-- start Records for this task --

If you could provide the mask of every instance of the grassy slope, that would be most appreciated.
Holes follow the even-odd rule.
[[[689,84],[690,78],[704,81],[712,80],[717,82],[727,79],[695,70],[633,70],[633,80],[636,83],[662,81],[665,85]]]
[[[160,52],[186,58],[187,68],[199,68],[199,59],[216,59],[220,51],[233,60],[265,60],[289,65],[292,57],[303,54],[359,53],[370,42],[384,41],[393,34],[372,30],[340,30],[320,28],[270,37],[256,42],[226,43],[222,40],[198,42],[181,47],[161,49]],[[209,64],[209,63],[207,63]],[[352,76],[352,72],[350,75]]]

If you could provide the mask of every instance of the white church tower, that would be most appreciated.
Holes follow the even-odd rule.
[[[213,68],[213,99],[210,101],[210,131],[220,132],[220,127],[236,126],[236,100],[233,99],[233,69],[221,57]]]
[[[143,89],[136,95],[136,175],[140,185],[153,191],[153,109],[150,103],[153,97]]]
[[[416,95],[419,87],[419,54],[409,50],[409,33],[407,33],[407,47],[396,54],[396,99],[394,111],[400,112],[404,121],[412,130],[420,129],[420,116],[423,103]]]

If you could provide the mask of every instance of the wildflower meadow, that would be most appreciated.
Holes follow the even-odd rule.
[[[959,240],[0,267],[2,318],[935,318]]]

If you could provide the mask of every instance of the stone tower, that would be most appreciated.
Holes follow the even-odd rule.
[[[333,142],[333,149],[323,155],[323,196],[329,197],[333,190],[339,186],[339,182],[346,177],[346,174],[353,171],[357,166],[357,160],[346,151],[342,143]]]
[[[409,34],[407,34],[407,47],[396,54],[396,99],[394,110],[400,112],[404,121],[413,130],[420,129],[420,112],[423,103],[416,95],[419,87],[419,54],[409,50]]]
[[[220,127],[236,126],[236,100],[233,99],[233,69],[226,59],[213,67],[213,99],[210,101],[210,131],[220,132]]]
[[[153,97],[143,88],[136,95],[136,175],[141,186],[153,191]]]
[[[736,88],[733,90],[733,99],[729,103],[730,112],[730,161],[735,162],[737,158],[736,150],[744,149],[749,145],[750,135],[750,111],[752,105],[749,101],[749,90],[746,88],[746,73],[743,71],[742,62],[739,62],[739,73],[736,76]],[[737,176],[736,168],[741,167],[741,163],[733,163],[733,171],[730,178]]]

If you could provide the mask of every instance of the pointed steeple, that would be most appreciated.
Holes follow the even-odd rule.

-- end Records for this task --

:: Objective ::
Copy out all of the lines above, keeping every character the same.

:: Result of this exercise ::
If you could provide the mask of every instance of the grassy slope, that would be most appreciated.
Holes follow the even-odd rule.
[[[689,84],[690,78],[704,81],[712,80],[717,82],[727,79],[695,70],[633,70],[633,80],[636,83],[662,81],[665,85]]]
[[[160,52],[186,58],[187,68],[199,68],[199,59],[216,59],[220,51],[233,60],[265,60],[289,65],[292,57],[303,54],[359,53],[370,42],[384,41],[393,34],[372,30],[340,30],[320,28],[270,37],[256,42],[226,43],[222,40],[198,42],[181,47],[161,49]],[[209,64],[209,63],[207,63]],[[352,76],[352,72],[350,75]]]

If you could provide the mask of every instance of the white church tower, that would be most appreciated.
Holes follow the even-odd rule.
[[[213,68],[213,99],[210,101],[210,131],[220,132],[220,127],[236,126],[236,100],[233,99],[233,69],[221,57]]]
[[[143,89],[136,95],[136,175],[140,185],[153,191],[153,109],[150,103],[153,97]]]
[[[416,95],[419,87],[419,54],[409,50],[409,33],[407,33],[407,47],[396,54],[396,99],[394,111],[400,112],[404,121],[412,130],[420,129],[420,116],[423,103]]]

If you could provide the mask of every instance of the wildflower meadow, that would be most appreciated.
Holes follow the even-odd rule.
[[[959,240],[0,267],[2,318],[935,318]]]

If you could provide the mask of every instance of the stone tower, that would be most appreciated.
Holes follow the even-odd rule.
[[[333,142],[333,149],[323,155],[323,196],[329,197],[333,190],[339,186],[339,182],[346,177],[346,174],[353,171],[357,166],[357,160],[346,151],[342,143]]]
[[[409,34],[407,34],[407,47],[396,54],[396,99],[394,110],[400,112],[404,121],[413,130],[420,129],[420,112],[423,103],[416,95],[419,87],[419,54],[409,50]]]
[[[220,127],[236,126],[236,100],[233,99],[233,69],[226,59],[213,67],[213,99],[210,101],[210,131],[220,132]]]
[[[153,97],[143,88],[136,95],[136,175],[141,186],[153,191]]]
[[[736,88],[733,90],[733,99],[729,103],[730,112],[730,161],[735,162],[737,158],[736,150],[744,149],[749,145],[750,135],[750,111],[752,105],[749,101],[749,90],[746,88],[746,73],[743,71],[742,62],[739,62],[739,73],[736,76]],[[737,176],[736,168],[741,167],[741,163],[733,163],[733,171],[730,178]]]

If you could provide the mask of every instance of the pointed steeple, that would be most appreciated.
Holes follow the even-odd rule.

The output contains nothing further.